Data items:

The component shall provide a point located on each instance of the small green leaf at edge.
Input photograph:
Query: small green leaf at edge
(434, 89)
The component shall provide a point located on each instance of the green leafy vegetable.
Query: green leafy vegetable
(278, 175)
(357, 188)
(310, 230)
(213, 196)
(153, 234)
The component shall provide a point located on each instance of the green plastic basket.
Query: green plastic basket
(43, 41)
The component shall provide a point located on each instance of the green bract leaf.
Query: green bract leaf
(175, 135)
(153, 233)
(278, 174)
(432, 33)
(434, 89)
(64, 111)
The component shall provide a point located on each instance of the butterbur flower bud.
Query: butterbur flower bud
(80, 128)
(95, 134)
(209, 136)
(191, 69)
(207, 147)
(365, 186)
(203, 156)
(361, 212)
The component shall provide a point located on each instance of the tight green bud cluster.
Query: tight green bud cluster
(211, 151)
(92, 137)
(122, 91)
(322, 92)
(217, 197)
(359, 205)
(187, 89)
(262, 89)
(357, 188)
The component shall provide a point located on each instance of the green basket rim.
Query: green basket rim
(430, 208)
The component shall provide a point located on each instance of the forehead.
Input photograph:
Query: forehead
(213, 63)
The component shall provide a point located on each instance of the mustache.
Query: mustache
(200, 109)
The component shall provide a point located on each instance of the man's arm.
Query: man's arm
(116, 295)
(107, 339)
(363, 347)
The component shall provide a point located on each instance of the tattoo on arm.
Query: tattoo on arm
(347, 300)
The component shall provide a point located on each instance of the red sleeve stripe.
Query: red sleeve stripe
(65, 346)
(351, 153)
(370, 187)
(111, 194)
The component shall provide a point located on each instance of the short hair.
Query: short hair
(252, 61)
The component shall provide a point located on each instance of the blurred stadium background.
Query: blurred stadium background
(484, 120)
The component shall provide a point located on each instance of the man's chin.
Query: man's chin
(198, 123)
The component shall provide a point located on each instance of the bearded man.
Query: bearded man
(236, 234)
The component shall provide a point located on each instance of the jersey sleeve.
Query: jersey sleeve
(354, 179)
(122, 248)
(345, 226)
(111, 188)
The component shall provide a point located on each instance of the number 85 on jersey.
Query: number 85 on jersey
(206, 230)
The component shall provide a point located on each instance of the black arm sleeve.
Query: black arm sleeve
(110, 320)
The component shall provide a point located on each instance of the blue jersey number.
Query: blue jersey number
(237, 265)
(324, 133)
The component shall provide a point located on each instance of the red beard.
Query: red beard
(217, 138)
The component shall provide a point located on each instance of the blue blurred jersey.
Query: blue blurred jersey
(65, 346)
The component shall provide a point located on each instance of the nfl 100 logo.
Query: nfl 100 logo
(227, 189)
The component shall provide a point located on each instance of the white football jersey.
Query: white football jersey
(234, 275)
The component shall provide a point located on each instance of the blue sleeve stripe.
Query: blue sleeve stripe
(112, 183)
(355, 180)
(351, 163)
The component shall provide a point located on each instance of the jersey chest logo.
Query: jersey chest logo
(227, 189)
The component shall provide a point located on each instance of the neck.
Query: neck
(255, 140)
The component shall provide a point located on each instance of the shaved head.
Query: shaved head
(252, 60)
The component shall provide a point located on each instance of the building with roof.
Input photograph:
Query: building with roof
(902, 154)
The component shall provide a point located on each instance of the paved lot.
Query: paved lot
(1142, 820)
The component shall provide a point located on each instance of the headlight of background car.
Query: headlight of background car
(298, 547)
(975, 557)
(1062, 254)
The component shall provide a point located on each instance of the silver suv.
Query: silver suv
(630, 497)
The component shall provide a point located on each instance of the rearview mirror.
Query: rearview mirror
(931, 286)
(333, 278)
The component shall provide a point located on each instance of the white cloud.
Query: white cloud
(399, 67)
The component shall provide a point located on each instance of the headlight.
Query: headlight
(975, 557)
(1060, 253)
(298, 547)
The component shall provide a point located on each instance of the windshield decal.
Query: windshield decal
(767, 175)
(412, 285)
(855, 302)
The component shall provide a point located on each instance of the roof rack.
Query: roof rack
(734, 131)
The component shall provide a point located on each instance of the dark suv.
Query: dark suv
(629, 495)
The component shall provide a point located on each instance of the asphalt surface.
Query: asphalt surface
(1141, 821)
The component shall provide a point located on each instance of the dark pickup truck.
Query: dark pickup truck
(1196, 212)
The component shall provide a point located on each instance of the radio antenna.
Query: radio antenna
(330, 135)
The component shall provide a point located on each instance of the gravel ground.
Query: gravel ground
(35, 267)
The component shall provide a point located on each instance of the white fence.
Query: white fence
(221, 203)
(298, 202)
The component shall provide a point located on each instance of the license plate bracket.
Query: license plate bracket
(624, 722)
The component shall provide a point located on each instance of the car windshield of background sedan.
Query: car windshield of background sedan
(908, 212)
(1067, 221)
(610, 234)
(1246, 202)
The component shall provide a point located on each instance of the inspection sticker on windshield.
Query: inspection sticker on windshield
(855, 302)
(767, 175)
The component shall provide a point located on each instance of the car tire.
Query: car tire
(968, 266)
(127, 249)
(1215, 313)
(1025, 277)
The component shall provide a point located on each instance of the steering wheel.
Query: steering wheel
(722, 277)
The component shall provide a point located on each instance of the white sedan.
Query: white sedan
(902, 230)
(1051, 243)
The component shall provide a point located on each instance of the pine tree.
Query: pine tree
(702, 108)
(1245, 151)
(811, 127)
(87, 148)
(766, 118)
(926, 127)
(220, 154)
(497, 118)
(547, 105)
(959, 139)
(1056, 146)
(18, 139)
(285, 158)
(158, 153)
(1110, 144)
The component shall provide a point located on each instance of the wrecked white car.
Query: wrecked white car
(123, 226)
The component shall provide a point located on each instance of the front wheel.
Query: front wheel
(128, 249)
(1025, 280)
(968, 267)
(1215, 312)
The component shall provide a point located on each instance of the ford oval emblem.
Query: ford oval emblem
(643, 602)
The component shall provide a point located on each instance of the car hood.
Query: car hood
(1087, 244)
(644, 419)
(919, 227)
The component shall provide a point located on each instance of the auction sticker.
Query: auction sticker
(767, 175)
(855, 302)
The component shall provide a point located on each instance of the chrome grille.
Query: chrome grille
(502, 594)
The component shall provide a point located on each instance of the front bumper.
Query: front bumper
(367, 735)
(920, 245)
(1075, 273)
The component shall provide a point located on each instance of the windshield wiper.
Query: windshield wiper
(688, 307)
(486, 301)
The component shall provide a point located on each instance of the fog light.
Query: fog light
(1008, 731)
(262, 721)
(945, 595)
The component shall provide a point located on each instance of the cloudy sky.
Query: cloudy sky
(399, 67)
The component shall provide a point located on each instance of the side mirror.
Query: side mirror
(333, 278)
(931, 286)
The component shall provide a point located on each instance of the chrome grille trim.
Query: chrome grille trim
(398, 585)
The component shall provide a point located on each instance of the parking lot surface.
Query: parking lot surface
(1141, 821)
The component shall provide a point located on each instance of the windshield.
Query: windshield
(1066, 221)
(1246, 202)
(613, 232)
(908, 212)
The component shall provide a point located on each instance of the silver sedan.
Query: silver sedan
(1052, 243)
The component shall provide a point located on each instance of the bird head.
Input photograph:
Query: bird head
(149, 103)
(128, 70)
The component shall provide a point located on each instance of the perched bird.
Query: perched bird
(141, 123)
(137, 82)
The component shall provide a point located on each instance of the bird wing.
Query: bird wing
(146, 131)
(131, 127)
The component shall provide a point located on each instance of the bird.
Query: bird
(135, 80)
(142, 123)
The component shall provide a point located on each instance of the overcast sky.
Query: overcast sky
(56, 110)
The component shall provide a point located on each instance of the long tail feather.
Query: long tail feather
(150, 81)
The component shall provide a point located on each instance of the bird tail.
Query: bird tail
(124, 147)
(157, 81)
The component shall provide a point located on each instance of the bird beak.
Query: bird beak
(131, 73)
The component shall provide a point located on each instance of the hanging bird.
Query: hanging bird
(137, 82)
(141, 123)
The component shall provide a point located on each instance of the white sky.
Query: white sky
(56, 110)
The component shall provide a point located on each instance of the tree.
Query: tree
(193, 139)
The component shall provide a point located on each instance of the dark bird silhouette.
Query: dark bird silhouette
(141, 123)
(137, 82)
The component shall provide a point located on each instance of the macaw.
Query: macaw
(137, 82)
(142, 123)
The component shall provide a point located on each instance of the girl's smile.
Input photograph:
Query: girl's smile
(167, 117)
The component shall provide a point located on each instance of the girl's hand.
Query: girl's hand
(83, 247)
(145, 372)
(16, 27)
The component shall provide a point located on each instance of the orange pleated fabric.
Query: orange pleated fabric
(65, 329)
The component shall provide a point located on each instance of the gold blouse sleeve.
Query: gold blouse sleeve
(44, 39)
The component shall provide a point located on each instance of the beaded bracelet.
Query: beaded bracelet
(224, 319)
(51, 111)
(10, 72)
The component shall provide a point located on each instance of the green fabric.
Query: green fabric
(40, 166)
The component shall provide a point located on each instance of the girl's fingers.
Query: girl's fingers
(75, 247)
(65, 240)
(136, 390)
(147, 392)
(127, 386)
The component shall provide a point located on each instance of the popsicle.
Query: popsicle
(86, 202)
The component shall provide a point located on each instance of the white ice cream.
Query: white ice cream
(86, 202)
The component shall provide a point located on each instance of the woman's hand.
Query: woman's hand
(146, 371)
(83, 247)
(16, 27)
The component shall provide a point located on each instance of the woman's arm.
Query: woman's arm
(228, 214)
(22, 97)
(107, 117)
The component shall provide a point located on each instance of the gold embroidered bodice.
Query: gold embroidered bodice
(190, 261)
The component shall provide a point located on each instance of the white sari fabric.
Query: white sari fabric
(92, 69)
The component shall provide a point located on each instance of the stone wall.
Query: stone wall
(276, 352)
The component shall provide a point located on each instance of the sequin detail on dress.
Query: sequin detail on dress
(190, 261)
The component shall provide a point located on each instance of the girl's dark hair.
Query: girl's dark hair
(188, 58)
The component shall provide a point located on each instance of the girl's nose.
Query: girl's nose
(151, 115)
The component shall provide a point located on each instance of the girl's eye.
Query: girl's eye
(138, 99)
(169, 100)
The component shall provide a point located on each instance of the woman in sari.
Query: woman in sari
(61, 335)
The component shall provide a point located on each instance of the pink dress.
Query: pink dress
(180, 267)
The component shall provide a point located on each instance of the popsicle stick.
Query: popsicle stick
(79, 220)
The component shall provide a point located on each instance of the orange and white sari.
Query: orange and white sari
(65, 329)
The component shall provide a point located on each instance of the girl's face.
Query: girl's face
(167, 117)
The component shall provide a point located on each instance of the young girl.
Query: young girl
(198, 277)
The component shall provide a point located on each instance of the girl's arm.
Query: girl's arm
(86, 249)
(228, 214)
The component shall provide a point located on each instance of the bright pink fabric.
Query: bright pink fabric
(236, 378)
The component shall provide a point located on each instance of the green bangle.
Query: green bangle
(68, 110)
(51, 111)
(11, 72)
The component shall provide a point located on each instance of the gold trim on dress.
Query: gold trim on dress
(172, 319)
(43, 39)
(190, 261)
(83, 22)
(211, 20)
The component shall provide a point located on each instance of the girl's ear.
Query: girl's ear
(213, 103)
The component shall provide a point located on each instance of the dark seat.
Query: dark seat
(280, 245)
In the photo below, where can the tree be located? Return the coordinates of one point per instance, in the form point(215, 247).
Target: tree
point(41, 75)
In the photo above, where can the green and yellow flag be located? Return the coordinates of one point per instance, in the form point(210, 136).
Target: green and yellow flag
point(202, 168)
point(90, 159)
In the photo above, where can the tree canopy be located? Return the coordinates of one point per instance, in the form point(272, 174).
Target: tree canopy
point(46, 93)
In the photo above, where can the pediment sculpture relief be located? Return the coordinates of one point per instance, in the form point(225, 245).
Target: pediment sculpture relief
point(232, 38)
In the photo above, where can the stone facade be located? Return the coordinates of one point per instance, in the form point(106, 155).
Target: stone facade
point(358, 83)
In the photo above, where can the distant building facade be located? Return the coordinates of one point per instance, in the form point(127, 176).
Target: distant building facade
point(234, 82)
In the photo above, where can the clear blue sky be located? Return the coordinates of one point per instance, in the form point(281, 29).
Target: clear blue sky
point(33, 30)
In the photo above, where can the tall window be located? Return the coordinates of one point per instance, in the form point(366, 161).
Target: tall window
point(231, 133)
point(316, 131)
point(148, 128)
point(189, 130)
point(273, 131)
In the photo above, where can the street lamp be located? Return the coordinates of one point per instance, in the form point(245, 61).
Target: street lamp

Stated goal: Render the data from the line with "In the photo below, where" to the line with "point(41, 75)" as a two-column CSV with the headers text and answer, giving each text and its answer one row. Put each value in a single quoted field and replace line breaks with spaces.

Output of the task:
text,answer
"In the photo below, where can the tree be located? Return the coordinates of one point per instance, in the form point(215, 247). Target: tree","point(41, 75)"